▶ [REQUIREMENT]:
In the listing below, locate the line containing "ballast in the photo above."; reproduce that line and all lines that follow it, unchanged.

Point annotation dataset records
----------------------------------------
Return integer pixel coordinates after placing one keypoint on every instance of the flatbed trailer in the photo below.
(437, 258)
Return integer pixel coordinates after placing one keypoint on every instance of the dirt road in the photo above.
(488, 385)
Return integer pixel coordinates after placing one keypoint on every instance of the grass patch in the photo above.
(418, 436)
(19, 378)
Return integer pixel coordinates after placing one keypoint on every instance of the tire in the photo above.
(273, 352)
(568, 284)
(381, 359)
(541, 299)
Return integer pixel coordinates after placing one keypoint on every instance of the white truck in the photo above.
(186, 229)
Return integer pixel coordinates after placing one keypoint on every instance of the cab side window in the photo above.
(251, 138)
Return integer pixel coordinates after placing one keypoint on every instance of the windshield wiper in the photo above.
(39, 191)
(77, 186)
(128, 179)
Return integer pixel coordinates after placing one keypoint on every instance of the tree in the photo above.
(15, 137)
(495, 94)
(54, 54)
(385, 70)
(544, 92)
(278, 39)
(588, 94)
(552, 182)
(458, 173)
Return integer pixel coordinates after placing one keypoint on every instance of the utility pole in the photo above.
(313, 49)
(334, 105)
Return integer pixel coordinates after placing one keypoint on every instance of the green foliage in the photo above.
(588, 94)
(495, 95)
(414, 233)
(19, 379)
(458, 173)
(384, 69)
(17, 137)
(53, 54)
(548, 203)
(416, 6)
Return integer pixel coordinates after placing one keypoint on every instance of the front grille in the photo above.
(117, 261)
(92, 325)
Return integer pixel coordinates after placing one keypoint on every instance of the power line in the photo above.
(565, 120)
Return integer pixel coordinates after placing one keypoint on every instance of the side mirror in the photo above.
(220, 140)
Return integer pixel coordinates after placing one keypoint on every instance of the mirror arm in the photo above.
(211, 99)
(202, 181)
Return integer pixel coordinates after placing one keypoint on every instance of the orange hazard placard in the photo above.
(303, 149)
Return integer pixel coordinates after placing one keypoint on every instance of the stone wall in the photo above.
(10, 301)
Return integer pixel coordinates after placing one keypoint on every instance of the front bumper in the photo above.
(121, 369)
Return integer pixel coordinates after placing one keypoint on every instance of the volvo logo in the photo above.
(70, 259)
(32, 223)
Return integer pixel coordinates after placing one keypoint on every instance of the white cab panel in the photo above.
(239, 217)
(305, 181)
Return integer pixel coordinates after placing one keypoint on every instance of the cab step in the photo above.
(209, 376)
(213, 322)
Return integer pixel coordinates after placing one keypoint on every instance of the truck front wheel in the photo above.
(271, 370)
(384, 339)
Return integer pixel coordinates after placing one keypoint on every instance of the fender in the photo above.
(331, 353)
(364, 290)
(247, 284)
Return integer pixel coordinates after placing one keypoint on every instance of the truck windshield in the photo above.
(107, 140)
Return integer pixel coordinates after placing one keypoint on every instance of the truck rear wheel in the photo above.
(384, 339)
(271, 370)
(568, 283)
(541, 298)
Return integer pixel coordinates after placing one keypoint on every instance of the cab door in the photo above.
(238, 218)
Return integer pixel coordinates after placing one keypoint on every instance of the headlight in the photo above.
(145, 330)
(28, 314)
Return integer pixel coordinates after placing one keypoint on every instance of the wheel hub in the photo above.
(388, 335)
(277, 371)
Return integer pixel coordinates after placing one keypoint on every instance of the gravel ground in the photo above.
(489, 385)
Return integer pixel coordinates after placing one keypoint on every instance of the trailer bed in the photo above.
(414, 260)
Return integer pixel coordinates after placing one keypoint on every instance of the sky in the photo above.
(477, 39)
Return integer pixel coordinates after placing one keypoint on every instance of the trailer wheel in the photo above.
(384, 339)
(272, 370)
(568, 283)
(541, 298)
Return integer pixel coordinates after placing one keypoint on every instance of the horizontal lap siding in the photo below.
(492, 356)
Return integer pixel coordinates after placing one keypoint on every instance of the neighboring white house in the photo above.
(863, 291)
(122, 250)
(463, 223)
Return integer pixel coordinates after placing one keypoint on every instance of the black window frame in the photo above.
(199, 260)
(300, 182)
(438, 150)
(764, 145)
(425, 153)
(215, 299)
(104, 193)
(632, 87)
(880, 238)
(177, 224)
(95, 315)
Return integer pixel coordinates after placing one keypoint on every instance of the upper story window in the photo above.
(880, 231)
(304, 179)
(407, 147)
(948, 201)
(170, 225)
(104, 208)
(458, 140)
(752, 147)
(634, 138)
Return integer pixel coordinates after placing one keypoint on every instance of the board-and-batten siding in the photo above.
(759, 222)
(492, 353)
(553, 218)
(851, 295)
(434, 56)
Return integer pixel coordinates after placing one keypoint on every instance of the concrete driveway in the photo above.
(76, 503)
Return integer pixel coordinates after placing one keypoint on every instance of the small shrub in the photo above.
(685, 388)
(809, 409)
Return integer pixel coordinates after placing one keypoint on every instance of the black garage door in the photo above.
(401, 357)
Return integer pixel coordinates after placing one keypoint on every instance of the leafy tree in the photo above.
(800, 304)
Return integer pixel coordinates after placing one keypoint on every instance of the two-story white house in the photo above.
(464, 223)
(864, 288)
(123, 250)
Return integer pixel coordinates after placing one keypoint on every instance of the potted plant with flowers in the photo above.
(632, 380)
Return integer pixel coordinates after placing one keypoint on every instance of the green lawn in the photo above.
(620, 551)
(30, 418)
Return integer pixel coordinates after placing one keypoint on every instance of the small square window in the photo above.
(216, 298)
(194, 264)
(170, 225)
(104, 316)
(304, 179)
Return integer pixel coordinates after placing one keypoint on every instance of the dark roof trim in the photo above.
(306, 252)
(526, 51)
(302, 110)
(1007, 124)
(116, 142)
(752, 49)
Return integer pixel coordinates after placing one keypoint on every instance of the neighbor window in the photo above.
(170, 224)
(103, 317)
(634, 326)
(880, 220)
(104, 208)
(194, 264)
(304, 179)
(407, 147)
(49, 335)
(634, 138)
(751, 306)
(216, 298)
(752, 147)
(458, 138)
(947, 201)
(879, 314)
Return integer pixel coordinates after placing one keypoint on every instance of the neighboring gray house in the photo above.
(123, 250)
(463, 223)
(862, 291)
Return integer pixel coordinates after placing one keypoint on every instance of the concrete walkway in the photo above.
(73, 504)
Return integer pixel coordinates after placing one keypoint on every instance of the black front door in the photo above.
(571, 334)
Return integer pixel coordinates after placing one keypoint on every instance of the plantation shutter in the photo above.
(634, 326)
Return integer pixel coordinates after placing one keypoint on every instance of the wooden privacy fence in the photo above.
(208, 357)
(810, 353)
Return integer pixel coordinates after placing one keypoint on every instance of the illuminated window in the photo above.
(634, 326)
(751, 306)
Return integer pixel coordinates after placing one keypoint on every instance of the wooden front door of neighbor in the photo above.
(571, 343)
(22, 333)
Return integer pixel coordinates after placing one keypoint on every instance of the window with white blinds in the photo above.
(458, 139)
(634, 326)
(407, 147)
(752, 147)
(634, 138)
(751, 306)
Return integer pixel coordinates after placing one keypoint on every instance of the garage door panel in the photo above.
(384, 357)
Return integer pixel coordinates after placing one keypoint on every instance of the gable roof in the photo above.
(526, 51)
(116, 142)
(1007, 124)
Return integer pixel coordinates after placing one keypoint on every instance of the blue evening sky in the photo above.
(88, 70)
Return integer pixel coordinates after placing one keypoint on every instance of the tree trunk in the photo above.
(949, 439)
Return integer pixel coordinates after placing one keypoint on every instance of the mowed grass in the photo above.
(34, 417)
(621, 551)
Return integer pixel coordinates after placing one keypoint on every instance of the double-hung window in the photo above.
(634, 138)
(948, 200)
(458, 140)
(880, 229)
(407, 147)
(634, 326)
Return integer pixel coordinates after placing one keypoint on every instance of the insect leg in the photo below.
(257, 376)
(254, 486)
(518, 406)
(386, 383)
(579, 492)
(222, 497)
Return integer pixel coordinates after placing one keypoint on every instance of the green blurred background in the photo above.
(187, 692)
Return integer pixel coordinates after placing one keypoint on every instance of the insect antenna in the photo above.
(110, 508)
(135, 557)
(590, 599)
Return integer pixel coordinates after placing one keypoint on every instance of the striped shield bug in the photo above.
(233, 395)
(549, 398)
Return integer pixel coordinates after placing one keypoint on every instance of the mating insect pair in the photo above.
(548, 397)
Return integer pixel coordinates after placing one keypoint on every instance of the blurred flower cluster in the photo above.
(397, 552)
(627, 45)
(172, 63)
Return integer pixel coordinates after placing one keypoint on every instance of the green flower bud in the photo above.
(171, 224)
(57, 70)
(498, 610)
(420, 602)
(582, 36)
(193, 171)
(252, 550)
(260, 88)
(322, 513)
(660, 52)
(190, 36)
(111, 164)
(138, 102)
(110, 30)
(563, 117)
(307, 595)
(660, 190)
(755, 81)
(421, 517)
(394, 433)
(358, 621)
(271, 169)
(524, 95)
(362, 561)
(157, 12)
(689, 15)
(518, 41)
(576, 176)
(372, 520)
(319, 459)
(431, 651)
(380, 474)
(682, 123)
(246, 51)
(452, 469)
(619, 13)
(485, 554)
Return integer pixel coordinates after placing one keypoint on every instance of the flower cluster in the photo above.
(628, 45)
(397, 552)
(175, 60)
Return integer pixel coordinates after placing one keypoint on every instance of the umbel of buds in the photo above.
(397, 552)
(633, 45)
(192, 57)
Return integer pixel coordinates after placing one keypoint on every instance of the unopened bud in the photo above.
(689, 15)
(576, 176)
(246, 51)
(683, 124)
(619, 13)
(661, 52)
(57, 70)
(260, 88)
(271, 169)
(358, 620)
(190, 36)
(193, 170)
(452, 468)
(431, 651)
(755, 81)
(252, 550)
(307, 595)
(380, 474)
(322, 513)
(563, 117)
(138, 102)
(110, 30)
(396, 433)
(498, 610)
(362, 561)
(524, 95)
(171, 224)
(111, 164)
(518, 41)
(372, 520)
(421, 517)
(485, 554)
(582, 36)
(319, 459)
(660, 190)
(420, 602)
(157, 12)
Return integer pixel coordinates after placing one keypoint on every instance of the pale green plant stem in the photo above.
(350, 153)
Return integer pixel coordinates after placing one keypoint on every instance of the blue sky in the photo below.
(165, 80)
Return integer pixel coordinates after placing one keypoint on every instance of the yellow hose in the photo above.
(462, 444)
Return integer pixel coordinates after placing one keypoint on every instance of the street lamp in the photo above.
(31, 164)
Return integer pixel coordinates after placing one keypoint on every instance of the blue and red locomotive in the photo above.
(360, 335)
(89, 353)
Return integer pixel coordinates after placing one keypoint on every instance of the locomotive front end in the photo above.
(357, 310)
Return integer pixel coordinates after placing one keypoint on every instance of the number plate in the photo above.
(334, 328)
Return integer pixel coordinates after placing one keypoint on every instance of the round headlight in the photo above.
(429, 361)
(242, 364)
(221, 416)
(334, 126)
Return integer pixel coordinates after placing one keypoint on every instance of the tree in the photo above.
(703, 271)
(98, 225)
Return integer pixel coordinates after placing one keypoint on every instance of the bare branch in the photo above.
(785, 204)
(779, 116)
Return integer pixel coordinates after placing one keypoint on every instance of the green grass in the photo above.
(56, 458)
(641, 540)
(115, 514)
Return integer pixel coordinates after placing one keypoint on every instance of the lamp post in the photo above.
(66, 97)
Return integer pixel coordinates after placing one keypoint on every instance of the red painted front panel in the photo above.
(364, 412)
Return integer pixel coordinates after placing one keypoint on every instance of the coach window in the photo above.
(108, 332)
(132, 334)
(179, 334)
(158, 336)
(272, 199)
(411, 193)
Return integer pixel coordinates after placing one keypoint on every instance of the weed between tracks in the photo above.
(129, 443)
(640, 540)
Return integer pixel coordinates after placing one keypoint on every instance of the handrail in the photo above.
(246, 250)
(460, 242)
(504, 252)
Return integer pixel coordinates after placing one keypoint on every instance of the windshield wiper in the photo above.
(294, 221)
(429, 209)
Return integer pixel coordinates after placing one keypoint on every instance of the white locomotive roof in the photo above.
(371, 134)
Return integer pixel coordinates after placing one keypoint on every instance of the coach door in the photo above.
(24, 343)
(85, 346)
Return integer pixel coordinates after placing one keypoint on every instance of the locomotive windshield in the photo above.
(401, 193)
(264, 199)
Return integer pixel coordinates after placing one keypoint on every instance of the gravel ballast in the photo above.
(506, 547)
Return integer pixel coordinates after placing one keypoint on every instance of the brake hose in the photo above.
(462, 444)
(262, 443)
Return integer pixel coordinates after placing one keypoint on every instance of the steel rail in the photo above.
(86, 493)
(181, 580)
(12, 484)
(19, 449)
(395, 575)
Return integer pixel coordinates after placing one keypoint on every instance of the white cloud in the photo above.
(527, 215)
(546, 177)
----------------------------------------
▶ [THE RESULT]:
Return integer pixel coordinates after placing one keypoint on every instance of the gravel ballast in the photo above.
(506, 547)
Return integer pixel coordinates after placing one keypoint on every instance of the brake hose in the photo above.
(462, 444)
(262, 443)
Return integer pixel coordinates after placing one keypoint on every instance of the steel rail in the photo above.
(86, 493)
(181, 580)
(12, 484)
(19, 449)
(395, 575)
Return integer pixel coordinates after placing one keypoint on every instance of the white cloud in the photo above.
(527, 215)
(546, 177)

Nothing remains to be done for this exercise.